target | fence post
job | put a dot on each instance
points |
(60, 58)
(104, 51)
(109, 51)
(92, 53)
........
### GOAL
Copy the rows above word for word.

### THE OUTPUT
target | fence post
job | put a dot on each instance
points |
(60, 58)
(104, 51)
(109, 51)
(92, 53)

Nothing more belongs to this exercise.